To this aim, we first used the Louvain method to partition the Twitter follower network connecting migrated users into communities (see Methods), and obtained 292 well-separated communities (modularity of 0.538). The resulting communities are heterogeneous in size, with a long tail of very small isolated groups (see Fig. S3 in Supplementary Information). We focused our analysis on the 44 communities containing a sufficiently high number of members (size \(\ge 50\)), that jointly account for 98% of nodes in the migrated network.

We fit the SIRS model on each of these communities, treating them as isolated systems. The estimated reproduction number across communities exhibits a range of values from \(R_0=1\) to \(R_0=11.82\), indicating that the process of social influence unfolded at varying rates depending on the social context. Figure 2 displays the fits and corresponding \(R_0\) values for the four largest communities (refer to the Supplementary Information for a more exhaustive account on communities).

Notably, despite these fittings involve a different number of users and various rates of social influence, they appear to exhibit a similar trend. This common trait can be attributed to exogenous factors that have contributed to shape the course of migration. A key case in point is the restart of the diffusion process during the third week, prompted by Elon Musk’s request to his employees to sign a pledge to work harder at the development of “Twitter 2.0” or leave with three months of severance pay48.

We also noticed that in most communities, the SIRS model slightly improves on the SIR model in terms of fit with the empirical data, with an average MAPE of 0.124 compared to 0.125 by the SIR; moreover, higher reproduction numbers occur in SIRS, with an average \(R_0\) of 5.08 against 3.92 in SIR (see Supplementary Information), which highlights the role that repeated signals of commitment, which are inherently captured by the SIRS model, may have played in the social influence process.

To gain insights into the factors that contribute to the acceleration of the influence process, we explored the correlations between the parameters of the fitted SIRS models in different communities and three categories of factors that have previously been associated with the adoption of new opinions and behaviors in social groups19, namely network topology, reiterated commitment, and language use. We elaborate on each of these aspects next.

================================

=== WORK ORDER A ===
Answer these from the passage on Twitter user migration:
(i) How many communities did the Louvain method find in the follower network?
(ii) What was the lowest and highest estimated reproduction number across the communities?
(iii) What average MAPE did the SIRS model reach, and what did the SIR model reach?
=== WORK ORDER B ===
Write what comes next in the passage on Twitter user migration, picking up after its last sentence.

================================

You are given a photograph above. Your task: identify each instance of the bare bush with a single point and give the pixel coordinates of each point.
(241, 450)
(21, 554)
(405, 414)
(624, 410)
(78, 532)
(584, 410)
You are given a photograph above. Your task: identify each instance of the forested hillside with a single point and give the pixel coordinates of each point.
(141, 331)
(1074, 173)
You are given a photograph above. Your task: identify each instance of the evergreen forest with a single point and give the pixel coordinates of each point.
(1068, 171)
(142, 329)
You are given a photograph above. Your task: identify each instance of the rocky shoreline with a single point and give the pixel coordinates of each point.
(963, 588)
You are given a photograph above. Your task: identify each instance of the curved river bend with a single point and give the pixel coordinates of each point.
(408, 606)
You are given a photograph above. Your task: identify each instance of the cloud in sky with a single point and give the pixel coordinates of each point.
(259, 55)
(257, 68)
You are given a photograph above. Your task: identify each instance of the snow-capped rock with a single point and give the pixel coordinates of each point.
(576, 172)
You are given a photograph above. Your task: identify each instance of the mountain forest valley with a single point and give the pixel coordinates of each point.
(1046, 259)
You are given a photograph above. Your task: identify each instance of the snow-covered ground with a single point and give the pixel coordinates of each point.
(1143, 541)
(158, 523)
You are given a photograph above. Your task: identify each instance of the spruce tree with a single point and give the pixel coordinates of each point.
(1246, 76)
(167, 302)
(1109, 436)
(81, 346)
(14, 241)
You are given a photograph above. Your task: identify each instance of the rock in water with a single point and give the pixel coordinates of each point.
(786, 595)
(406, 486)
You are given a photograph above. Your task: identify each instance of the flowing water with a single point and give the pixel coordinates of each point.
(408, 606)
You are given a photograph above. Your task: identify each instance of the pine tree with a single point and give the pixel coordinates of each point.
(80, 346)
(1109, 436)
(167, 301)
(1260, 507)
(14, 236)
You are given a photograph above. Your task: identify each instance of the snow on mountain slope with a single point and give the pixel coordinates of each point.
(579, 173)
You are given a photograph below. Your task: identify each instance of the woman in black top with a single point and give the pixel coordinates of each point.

================================

=== YOUR RESPONSE A ===
(i) 292 communities.
(ii) From R0 = 1 to R0 = 11.82.
(iii) 0.124 for the SIRS model and 0.125 for the SIR model.

=== YOUR RESPONSE B ===
Network features. In terms of network topology, we investigated various community-specific structural aspects, including network size, density, reciprocity, distribution of prestige, and different connectivity metrics (Fig. 3, left). Notably, we find only a weak correlation between community size and the basic reproduction number (Pearson correlation \(r=0.343\)). Communities with higher values of \(R_0\) tend to exhibit sparser connectivity (\(r=-\,0.459\) w.r.t. density), as well as lower levels of reciprocity (\(r=-\,0.425\)). Furthermore, communities that experienced faster diffusion were characterized by social ties linking users with similar levels of prestige (\(r=0.298\) w.r.t. assortativity), by a less pronounced hierarchical structure, where the prestige of individuals (measured by their number of followers) was more evenly distributed (\(r=-\,0.474\) w.r.t. standard deviation of in-degree centrality), and by lower levels of clustering (\(r=-\,0.497\) w.r.t. transitivity, and \(r=-\,0.488\) w.r.t. average clustering coefficient).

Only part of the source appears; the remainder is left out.